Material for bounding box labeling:
┌──
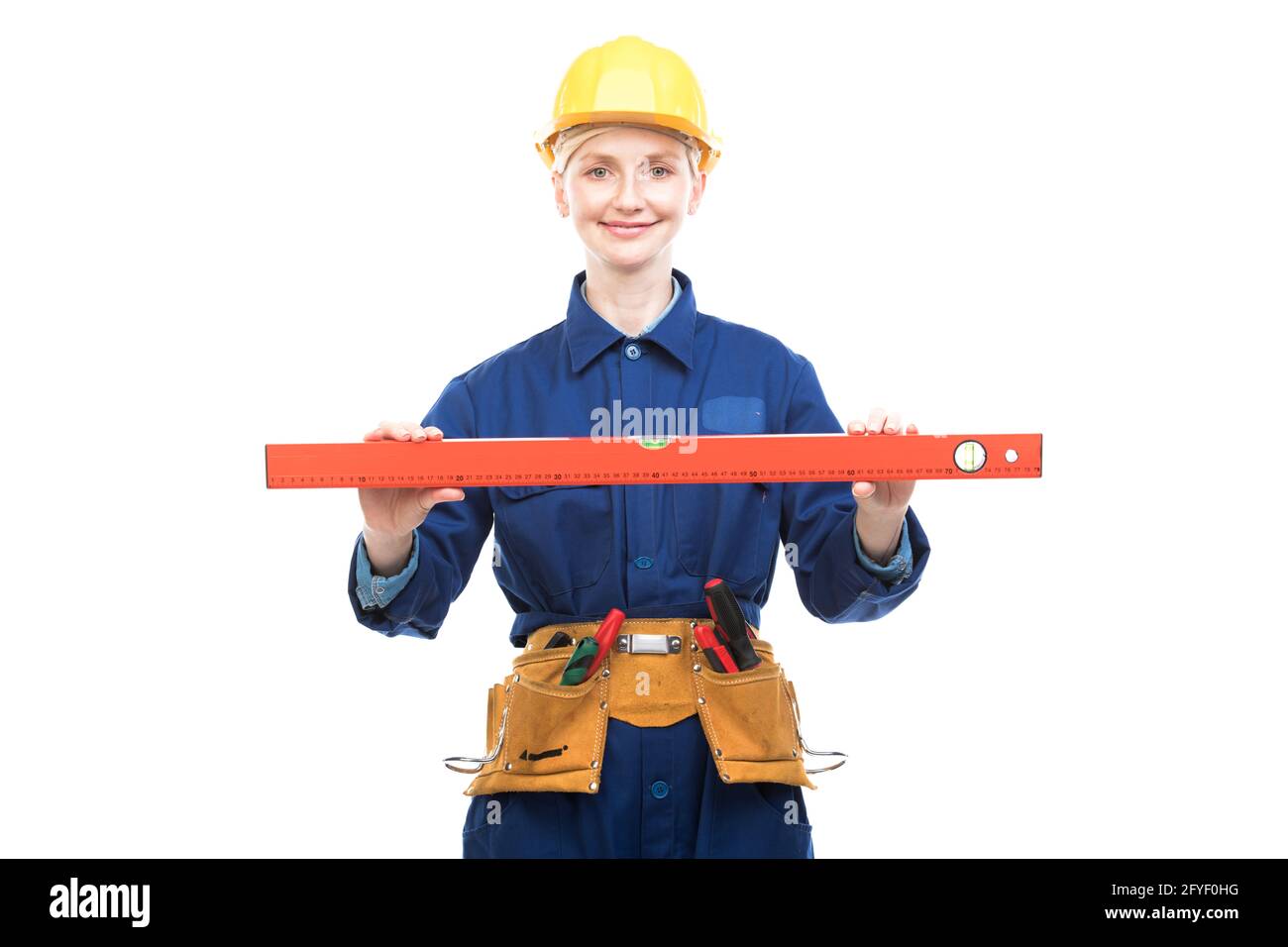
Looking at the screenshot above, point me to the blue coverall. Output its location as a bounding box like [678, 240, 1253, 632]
[348, 269, 930, 858]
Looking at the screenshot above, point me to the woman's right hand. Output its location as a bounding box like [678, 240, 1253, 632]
[358, 421, 465, 537]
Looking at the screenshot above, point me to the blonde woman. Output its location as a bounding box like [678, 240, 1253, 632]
[349, 36, 930, 858]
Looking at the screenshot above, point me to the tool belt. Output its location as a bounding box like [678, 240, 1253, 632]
[443, 618, 845, 796]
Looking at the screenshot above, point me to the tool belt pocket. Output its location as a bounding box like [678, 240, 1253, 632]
[445, 647, 608, 796]
[693, 640, 818, 789]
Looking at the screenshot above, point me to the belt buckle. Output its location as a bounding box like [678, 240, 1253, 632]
[617, 634, 682, 655]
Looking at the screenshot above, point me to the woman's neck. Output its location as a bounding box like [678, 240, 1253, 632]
[587, 254, 674, 335]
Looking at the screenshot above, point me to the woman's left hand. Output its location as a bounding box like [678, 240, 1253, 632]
[846, 407, 919, 520]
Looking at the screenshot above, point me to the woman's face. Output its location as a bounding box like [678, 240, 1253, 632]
[554, 128, 707, 269]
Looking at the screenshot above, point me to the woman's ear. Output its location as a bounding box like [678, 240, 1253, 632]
[550, 171, 568, 217]
[690, 171, 707, 214]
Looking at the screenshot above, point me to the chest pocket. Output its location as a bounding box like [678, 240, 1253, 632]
[496, 483, 613, 596]
[671, 483, 769, 583]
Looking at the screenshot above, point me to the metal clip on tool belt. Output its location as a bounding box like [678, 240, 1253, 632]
[443, 618, 846, 796]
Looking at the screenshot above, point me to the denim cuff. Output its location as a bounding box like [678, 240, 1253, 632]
[854, 514, 912, 585]
[355, 530, 420, 612]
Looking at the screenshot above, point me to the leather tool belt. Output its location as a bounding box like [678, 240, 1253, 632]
[443, 618, 845, 796]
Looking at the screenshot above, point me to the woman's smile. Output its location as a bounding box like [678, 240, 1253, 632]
[600, 220, 657, 239]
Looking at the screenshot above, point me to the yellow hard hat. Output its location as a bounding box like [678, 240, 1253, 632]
[536, 36, 721, 171]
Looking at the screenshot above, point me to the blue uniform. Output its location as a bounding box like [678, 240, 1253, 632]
[348, 269, 930, 857]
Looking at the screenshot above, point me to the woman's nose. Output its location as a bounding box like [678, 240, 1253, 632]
└──
* Your instructions: Rewrite the material starting at its beginning and ending at the line containing "[358, 421, 465, 537]", changing "coverall" to "jumpsuit" and leaving everything else unchanged. Omit any pictures from your answer.

* Answer to the exercise:
Looking at the screenshot above, point me to the blue jumpsuit. Output its location as a bounding box like [678, 240, 1253, 632]
[348, 269, 930, 858]
Looking at the screenshot above, point me to the woman's right hand. Output its location as a bounding box like [678, 240, 1253, 632]
[358, 421, 465, 537]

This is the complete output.